#### [GIVEN TASK]
Translate this sentence from the article about the Nigerian poet into Spanish: "Her undergraduate degree was in English and Literary Studies, and her early writing was mostly fiction."

#### [DOCUMENT EXCERPT]
———

Prizewinning Nigerian poet once again chooses Madison

Maryhilda Obasiota Ibe, the UW Wisconsin Institute for Creative Writing’s 2025 Hoffman-Halls Emerging Artist Fellow, isn’t ready to leave just yet.

By Maggie Ginsberg, Division of the Arts

A woman sits on the stone steps looking out over a clear lake.
Maryhilda Obasiota Ibe on the Memorial Union Terrace at the University of Wisconsin–Madison.

In 2023, Maryhilda Obasiota Ibe packed up her life in West Africa and crossed the Atlantic Ocean to begin her MFA in Creative Writing program at the University of Wisconsin–Madison. In her bag she carried everything except a stack of poems — she actually hadn’t written that many yet. Her undergraduate degree was in English and Literary Studies, and her early writing was mostly fiction. But, since arriving on campus, Ibe has emerged as a formidable poet by anyone’s measure — foremost, her own.

“I really, really wanted to get into Madison,” says Ibe, who was born and raised in Nigeria, and comes from a family of teachers but saw little opportunity for a career in writing in her home country. “This was the place I wanted to go first, because I’d seen the work of Amy Quan Barry, I’d seen the work of Paul Tran, and Nate Marshall, and all of these people who were absolutely brilliant in the literary world, and I felt it would be such a great opportunity to work with them, or work by them.”

Ibe not only gained acceptance into UW’s highly selective Creative Writing MFA program — which admits only six poets every two years — but also swiftly found her voice. In the short two-and-a-half years since arriving on campus, Ibe has earned the 2024 American Literary Review Poetry Prize, the 2025 Indiana Review Poetry Prize, and, most recently, The Poetry Foundation’s 2025 Ruth Lilly and Dorothy Sargent Rosenberg Fellowship. The latter is among the largest monetary awards available to young poets in the United States, awarded to only five poets each year.

———

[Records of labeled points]
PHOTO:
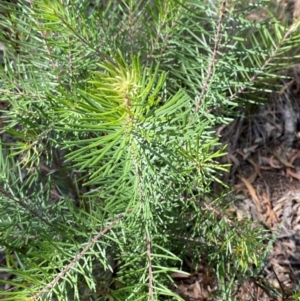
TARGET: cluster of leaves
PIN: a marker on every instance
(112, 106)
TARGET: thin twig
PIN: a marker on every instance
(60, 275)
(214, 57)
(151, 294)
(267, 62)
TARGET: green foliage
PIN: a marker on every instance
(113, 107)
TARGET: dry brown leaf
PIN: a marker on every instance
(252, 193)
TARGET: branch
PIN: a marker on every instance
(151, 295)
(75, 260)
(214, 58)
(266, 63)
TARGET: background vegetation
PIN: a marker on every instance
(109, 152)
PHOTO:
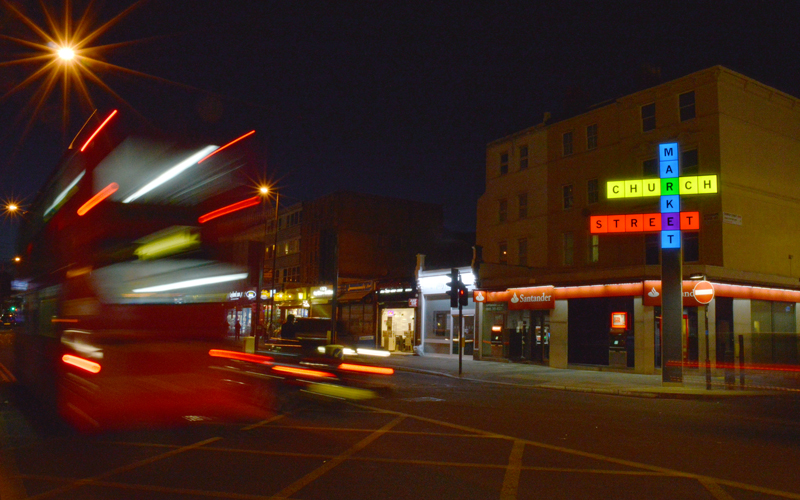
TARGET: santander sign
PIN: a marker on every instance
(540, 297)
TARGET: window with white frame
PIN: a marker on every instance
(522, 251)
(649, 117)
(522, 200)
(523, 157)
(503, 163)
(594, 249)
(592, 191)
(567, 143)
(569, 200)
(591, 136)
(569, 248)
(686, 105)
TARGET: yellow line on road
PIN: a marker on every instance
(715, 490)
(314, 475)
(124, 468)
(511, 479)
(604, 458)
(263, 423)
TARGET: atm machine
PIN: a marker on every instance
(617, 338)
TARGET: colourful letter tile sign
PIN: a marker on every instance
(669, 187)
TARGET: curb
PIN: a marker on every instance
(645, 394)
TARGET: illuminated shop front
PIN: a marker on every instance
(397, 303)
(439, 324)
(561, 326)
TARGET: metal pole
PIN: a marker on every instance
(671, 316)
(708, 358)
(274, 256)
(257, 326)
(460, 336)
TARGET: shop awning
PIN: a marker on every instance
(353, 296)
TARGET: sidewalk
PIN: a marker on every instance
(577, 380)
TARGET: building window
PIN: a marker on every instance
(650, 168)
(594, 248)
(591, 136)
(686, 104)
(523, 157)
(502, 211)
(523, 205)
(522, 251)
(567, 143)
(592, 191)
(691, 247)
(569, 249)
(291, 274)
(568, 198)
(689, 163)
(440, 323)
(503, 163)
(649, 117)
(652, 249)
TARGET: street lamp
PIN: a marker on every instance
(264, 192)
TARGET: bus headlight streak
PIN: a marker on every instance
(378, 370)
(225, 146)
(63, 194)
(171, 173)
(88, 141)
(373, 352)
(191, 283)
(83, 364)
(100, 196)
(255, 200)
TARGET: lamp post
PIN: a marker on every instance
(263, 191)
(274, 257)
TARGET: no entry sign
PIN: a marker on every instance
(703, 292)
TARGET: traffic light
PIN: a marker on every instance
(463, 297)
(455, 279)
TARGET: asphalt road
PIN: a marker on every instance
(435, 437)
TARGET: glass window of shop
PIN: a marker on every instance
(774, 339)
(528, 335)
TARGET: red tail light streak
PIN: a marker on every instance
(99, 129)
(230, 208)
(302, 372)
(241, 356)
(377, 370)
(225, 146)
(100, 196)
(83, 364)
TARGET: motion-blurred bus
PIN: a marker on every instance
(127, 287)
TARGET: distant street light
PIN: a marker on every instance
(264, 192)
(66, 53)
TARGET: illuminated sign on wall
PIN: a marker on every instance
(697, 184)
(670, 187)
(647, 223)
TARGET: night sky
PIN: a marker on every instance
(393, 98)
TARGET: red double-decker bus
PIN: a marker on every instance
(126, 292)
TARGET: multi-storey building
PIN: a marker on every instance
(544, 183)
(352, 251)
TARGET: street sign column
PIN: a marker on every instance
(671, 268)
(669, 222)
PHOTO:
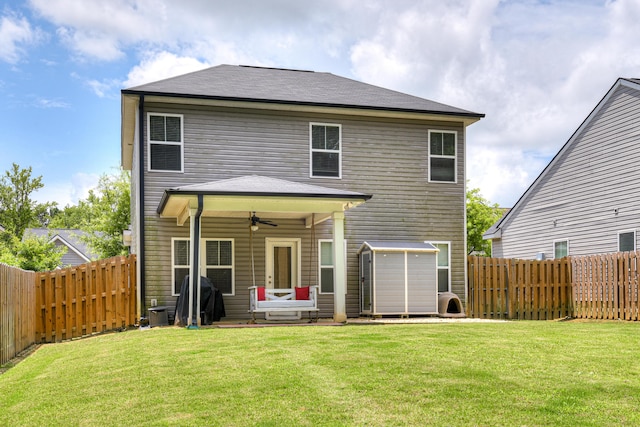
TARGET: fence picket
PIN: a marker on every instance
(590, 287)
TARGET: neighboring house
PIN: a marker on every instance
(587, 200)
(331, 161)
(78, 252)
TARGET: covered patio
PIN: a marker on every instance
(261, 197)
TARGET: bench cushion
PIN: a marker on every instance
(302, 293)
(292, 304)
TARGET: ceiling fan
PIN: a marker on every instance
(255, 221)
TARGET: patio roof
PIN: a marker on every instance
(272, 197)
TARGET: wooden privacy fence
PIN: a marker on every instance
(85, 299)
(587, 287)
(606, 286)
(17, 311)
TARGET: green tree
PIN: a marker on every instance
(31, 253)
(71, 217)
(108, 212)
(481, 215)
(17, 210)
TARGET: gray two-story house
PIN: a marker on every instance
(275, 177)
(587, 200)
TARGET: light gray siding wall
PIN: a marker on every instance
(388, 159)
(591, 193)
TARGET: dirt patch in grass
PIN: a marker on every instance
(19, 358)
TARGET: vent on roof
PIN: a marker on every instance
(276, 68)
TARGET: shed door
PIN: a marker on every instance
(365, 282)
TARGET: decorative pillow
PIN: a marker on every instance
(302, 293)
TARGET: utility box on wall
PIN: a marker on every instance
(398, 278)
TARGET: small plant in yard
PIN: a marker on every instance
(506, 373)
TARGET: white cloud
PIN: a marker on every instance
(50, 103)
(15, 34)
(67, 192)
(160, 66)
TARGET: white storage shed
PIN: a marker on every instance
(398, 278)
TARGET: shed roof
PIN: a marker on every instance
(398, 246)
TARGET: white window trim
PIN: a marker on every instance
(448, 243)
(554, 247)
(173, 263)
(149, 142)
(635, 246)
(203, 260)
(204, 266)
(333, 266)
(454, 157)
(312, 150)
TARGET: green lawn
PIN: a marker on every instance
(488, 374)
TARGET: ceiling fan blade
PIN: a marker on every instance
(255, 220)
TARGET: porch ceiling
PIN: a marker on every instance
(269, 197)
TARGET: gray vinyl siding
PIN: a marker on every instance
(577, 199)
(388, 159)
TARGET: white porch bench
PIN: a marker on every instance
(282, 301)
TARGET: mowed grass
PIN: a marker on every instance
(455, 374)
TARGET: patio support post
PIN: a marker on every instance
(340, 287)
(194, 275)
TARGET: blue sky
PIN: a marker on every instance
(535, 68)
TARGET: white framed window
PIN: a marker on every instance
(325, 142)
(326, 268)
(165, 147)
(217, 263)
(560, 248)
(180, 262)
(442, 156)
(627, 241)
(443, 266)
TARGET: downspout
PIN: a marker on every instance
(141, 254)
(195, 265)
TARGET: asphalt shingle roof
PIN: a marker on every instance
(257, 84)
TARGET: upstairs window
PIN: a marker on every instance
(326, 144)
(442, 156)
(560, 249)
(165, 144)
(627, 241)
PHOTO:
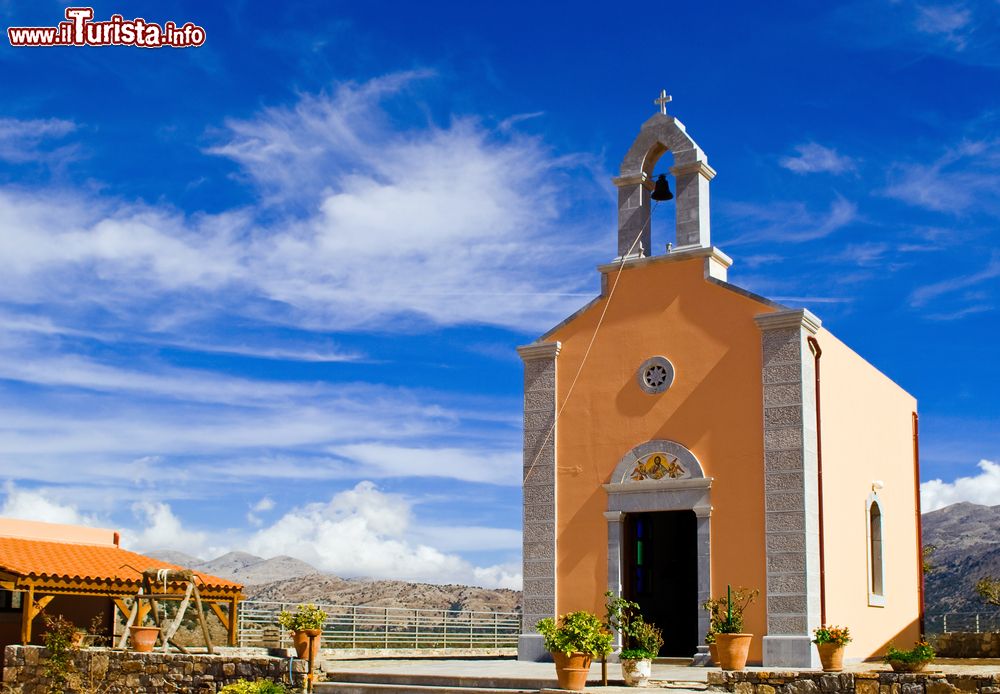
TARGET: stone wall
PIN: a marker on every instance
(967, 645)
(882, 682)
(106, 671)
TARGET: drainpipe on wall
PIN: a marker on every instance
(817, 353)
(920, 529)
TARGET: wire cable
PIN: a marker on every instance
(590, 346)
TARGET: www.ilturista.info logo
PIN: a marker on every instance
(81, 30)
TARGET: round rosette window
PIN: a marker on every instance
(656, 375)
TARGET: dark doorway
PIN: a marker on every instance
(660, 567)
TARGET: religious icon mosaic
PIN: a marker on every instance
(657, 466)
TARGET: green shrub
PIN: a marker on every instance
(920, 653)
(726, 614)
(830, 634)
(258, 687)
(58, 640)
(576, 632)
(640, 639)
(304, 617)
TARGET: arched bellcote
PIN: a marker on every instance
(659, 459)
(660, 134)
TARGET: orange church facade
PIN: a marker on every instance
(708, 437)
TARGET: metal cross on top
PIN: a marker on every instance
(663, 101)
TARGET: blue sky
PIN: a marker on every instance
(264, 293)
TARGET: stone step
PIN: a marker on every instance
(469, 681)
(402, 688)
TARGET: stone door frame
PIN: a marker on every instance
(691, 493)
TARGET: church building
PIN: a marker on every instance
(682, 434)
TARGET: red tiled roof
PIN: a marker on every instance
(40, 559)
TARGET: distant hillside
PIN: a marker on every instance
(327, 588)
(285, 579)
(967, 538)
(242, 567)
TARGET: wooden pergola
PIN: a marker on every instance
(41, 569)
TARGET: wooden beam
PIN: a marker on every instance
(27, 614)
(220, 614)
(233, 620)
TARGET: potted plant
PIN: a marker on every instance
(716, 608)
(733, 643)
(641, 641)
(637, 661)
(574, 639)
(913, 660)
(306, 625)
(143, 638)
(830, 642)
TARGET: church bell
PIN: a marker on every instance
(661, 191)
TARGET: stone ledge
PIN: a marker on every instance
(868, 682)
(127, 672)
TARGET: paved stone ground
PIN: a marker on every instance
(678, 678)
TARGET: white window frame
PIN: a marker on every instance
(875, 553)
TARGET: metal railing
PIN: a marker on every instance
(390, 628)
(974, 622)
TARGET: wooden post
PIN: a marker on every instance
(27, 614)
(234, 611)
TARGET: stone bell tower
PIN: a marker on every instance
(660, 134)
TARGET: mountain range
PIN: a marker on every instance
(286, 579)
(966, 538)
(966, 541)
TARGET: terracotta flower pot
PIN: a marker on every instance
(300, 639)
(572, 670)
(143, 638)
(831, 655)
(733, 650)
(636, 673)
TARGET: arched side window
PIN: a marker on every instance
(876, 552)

———

#### [FULL OUTPUT]
Su título de grado fue en Inglés y Estudios Literarios, y sus primeros escritos fueron en su mayoría de ficción.